[Location identification entries]
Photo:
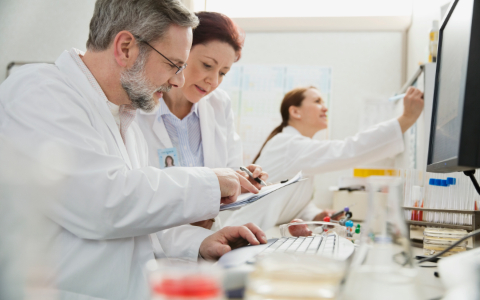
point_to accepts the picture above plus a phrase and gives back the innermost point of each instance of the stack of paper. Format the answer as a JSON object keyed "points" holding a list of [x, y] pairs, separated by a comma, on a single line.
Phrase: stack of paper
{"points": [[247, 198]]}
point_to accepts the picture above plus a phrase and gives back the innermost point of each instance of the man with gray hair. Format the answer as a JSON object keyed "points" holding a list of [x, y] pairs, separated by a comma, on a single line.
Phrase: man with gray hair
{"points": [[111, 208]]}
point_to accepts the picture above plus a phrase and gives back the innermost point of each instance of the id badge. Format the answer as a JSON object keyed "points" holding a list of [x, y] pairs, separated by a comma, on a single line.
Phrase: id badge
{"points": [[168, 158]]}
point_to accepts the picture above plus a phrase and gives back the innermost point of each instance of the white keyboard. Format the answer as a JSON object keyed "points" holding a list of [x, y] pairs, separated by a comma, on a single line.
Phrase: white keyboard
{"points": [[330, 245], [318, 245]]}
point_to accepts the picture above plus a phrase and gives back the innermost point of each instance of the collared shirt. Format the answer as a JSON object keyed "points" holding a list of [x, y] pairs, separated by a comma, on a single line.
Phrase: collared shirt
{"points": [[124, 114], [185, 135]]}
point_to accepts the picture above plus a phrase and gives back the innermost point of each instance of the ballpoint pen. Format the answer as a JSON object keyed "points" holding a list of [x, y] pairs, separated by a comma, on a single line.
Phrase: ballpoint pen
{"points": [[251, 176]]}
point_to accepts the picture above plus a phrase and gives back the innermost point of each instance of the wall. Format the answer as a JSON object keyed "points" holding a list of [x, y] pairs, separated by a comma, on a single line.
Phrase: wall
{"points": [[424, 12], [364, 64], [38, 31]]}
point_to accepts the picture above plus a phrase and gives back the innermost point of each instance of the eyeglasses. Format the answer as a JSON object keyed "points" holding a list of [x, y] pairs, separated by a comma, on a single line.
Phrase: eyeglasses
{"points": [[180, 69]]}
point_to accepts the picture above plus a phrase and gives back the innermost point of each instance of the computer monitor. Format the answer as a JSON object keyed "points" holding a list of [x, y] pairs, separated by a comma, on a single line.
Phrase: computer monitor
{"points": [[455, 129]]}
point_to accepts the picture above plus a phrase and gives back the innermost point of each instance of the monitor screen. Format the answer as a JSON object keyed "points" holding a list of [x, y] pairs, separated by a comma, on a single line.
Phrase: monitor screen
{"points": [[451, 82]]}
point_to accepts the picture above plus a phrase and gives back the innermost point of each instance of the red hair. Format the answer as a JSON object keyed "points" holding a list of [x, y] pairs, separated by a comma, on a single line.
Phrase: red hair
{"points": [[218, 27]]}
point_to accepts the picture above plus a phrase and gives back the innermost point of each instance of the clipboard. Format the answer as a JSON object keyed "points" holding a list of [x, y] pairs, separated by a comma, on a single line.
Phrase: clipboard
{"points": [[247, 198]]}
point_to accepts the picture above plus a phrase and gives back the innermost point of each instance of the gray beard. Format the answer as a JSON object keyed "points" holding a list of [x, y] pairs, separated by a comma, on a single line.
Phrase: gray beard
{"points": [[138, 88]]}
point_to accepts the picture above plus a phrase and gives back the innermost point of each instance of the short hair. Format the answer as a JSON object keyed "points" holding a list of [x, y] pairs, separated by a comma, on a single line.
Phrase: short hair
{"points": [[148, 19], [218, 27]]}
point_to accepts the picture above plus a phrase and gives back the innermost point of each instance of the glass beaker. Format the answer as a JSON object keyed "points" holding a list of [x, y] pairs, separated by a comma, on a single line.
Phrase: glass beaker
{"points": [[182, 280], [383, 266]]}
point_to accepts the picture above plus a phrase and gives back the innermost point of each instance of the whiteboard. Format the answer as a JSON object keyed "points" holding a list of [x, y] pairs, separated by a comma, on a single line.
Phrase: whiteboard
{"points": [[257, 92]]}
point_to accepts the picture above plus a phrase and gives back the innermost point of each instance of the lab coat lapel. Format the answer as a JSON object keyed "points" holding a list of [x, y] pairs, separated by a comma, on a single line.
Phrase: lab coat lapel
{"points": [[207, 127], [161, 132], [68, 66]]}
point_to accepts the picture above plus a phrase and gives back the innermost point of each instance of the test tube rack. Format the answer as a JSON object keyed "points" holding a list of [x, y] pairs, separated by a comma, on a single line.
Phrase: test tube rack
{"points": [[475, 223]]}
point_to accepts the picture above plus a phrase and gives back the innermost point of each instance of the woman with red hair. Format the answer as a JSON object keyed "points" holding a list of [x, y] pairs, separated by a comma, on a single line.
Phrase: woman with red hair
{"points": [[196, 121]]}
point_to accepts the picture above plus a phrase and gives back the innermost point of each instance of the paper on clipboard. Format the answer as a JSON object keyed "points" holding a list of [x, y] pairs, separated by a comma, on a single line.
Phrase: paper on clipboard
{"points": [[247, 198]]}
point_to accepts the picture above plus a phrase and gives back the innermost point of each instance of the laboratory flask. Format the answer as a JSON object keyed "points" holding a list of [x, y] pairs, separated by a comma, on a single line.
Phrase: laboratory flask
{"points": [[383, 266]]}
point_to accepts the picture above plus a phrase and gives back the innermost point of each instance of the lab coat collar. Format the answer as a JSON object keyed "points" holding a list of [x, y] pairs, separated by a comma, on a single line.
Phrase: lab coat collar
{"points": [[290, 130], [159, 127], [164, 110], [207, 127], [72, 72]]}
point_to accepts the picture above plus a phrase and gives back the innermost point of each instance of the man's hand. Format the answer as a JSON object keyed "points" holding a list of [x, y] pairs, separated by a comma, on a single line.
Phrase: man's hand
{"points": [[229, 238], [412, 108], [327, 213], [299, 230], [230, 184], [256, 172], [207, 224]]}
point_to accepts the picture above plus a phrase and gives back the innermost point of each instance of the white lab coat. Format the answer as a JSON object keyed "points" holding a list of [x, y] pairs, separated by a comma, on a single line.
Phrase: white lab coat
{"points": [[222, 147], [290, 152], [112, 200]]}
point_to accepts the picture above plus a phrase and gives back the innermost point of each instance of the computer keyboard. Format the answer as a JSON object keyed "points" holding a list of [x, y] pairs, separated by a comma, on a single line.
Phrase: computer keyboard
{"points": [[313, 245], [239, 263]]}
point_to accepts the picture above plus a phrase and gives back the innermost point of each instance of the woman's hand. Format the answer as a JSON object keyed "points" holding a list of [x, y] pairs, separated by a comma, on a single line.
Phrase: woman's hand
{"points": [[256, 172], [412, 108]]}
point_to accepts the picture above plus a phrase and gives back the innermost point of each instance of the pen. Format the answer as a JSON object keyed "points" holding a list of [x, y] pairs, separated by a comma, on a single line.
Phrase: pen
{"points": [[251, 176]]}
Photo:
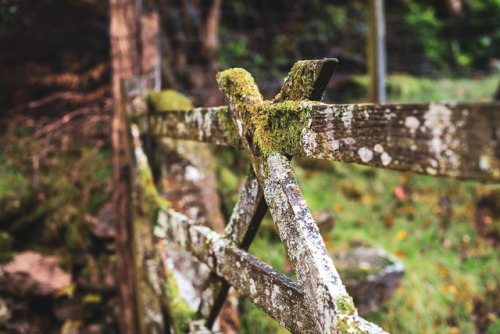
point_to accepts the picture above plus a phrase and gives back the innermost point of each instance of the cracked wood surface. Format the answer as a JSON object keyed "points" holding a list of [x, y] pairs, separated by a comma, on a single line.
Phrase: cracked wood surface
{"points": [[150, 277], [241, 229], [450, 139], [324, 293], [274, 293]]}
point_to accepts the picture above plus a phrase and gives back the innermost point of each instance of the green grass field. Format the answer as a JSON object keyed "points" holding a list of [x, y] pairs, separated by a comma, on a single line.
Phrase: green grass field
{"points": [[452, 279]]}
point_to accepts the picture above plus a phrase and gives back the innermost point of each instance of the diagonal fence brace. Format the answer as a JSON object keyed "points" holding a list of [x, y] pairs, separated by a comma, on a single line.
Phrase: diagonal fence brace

Given problem
Write out every line above exactly as it is, leaving out the pictures.

Response
Photo:
point_to accepts the picture above plus a phrase and gives back the innermost point of each instance of the stack of paper. Format the answer as a JSON object keyed "points" holding a list of [x, y] pairs, separated by a comma, on a single line.
Phrase: stack of paper
{"points": [[247, 198]]}
point_to accepts the picture above plus a phrase and gives back the innermost point of each instance of the man with gray hair. Format the answer as a JSON object keyed "points" holding a list of [x, y] pairs, separated by a comma, on a single line.
Phrase: man with gray hair
{"points": [[111, 208]]}
point_to accepts the picture above plus a phrase and gives back the innermost point of each instance of the id badge. Format the answer as a JSON object keyed "points" holding a list of [x, y] pairs, separated by a comma, on a single line.
Phrase: id badge
{"points": [[168, 158]]}
point_to accepts the picture above plus a phrase and gives back the innermost point of each instance of the white keyboard. Format the answer as a JSON object keyed "points" holding a list of [x, y] pairs, separated by a comma, on a single line.
Phrase: white keyboard
{"points": [[330, 245], [318, 245]]}
point_to accepts the picture above plus a phrase and gives back the innermost point of each instance of the collared shirt. Format the answer as a JSON object keyed "points" holding a list of [x, y] pairs, separated by a comma, on a single line.
Phrase: collared shirt
{"points": [[124, 114], [185, 135]]}
point_to accepts the picture above plus a phrase and gives back the innermost point of each instance of the ballpoint pen. Format the answer as a JSON object keyed "points" holding a list of [x, y] pairs, separated by a comma, on a single line.
Phrase: ballpoint pen
{"points": [[251, 176]]}
point_to accepts the picture above plus a phrase and gives back the innermost point of each instance of the wall. Format the answer as a JSON object keyed "points" holding a list of [x, y] pairs, separated by a comma, on a single line.
Phrase: wall
{"points": [[424, 12], [364, 64], [38, 31]]}
point_to accepts the picture above plus a phrase and gives back the innermost point of each instance of the eyeglasses. Format the answer as a JSON object keyed "points" holding a list of [x, y] pairs, separated by a comma, on a single line.
Phrase: eyeglasses
{"points": [[180, 69]]}
point_to accepts the picture above plus a phrase and gives back the innermost point of each instance of the computer monitor. Format the answer as a JSON object keyed "points" holding a list of [x, y] pairs, separated by a comma, on a single line.
Phrase: computer monitor
{"points": [[455, 129]]}
point_to accepts the picture above plus a phrase and gives back the innermost point of each instance of the monitor screen. Format the answer as a JSON object keyed "points" holding a list of [x, y] pairs, separated by a comma, on a single line.
Phrase: monitor screen
{"points": [[451, 82]]}
point_to accepts the picture above plus a phrase and gives back the innermost point of each instance of the red hair. Format the answer as a JSON object keyed "points" holding a list of [x, y] pairs, separated by a comma, on a single line.
Phrase: red hair
{"points": [[218, 27]]}
point_to accepts the picture above plus a phrase and gives back the innermost point of each instance of the clipboard. Format the answer as a JSON object keyed "points" holding a list of [x, y] pairs, separated by a comma, on a single line.
Phrase: clipboard
{"points": [[247, 198]]}
point_to accepts the picture above plus a phrase and gives back the innermost point of each instance of the gray beard. Format the answer as a JSON object keyed "points" holding a list of [x, y] pairs, separated by a comma, on a single line.
Phrase: gray beard
{"points": [[138, 88]]}
point_to accepts the picture above plus a phrase and gives back the innermost point of each instance of the short hair. Format the answer as a JSON object keyed "points" holding a list of [x, y] pairs, separated by a comma, on a single line.
Phrase: short hair
{"points": [[148, 19], [218, 27]]}
point_to accepts the picture above plus a phrase and gives back the innermost point of each instance of the glass beaker. Format the answer as a JSON object keyed "points" holding a list of [x, y] pairs, separated by a comma, on a single line.
Phrase: glass beaker
{"points": [[182, 280], [383, 266]]}
point_to accepts the picture above plus a phrase and gives back the innermost point of each instance of the whiteboard. Format the answer as a JSON object keyed "points" holding a list of [x, y] pairs, separated by a comma, on a single line.
Phrase: whiteboard
{"points": [[257, 92]]}
point_to accepts the picture above plus a phrase and gives back the innermost point of each instance of the lab coat lapel. Format the answer as a JSON object keyed "points" holding a list of [x, y] pairs, separated by a comma, on a single line.
Phrase: lab coat lapel
{"points": [[207, 127], [161, 132], [68, 66]]}
point_to accepts the picture above plus a phrase and gives back the innermost point of each instance of the test tube rack. Format the answer as a JSON object keyed "points" holding a list of [x, y] pairs, separated by a comma, on a single line.
Phrase: test tube rack
{"points": [[475, 223]]}
point_to accepts the picture above plus a phrase and gives back the innermost point of each instance of the woman with red hair. Format the answer as a JSON object keyed "points" holding a list of [x, y] pairs, separated by a comma, on a single line.
Phrase: woman with red hair
{"points": [[196, 121]]}
point_to accepts the picture above plus a phrase and gives back the innermost point of each instance of the paper on clipboard. Format the answer as a JSON object keyed "points" holding a list of [x, y] pairs, separated by a comma, on a single line.
Phrase: paper on clipboard
{"points": [[247, 198]]}
point_to accepts the picture above plus a phrase and gives back the innermost point of each instance of the laboratory flask. Format the answer as a JSON object keyed "points" holding a list of [x, y] pairs, separated by a comma, on a single line.
Phrase: laboratory flask
{"points": [[383, 266]]}
point_to accepts the picture above plus a phrase and gives back the innermost point of each instance of the lab coat collar. Format the answer as a JSON object keyed "points" holding a list of [x, y] pairs, separated by a comma, on a single line.
Phrase: lab coat collar
{"points": [[290, 130], [159, 127], [164, 110], [207, 127], [72, 72]]}
point_to accepts the picture above plus a phrase and gives back the innermost point of each instance of the man's hand. Format the answer as a JSON object keyed "points" holding a list of [x, y] pairs, separated by a comma, on a single line.
Phrase: man's hand
{"points": [[229, 238], [412, 108], [327, 213], [299, 230], [230, 184], [256, 172], [207, 224]]}
point_to accepts the picture above plus a phrase and gives back the innermost point of each instance of the white lab coat. Format the answer as a JSON object keyed "points" holding a list of [x, y] pairs, separated by a comma, on a single line.
Phrase: white lab coat
{"points": [[222, 147], [290, 152], [112, 200]]}
point_to accepts the picture above plus a phrase and gives back the innermost point of each instance of the computer keyboard. Format the answer as a JSON object keyed "points" holding a list of [x, y] pairs, separated by a comma, on a single line.
Phrase: computer keyboard
{"points": [[313, 245], [239, 263]]}
point_to accepts the picture above plus a phrase and gives back the innermost point of each instance of the woman's hand. Format the answer as a JSON object keyed "points" holding a list of [x, y] pairs, separated by a comma, on a single line.
Phrase: woman's hand
{"points": [[256, 172], [412, 108]]}
point_to accepts the picture above plus a phrase and gives back the innermost point of each instance of the pen. Format the answer as a JSON object keyed "points" holding a list of [x, y] pairs, separated by a comma, on a single line.
Phrase: pen
{"points": [[251, 176]]}
Photo:
point_to accepts the picture above plus a phrase and gives back the innermost point of each instance of the cracked wood surface. Format the answer as a JSON object keyed "points" holding a list of [x, y] pairs, separated by a comma, on a single line.
Phrase: cracked wood surface
{"points": [[150, 277], [241, 229], [450, 139], [324, 293], [274, 293]]}
point_to accepts the picture above plus a phrase and gives back the innermost point of each instance of the green grass field. Format the answer as a JSON object keyed "points" holding a list of [x, y] pairs, separated by a comma, on a single line.
Phrase: green grass field
{"points": [[452, 279]]}
point_to accepts the picture above plus a phrase and gives back the innermost point of each instance of the diagonal fence brace. Format the answer as a JSON object keyed "points" holding a list of [x, y] pairs, separated by a comma, on a single line.
Phrase: diagonal fence brace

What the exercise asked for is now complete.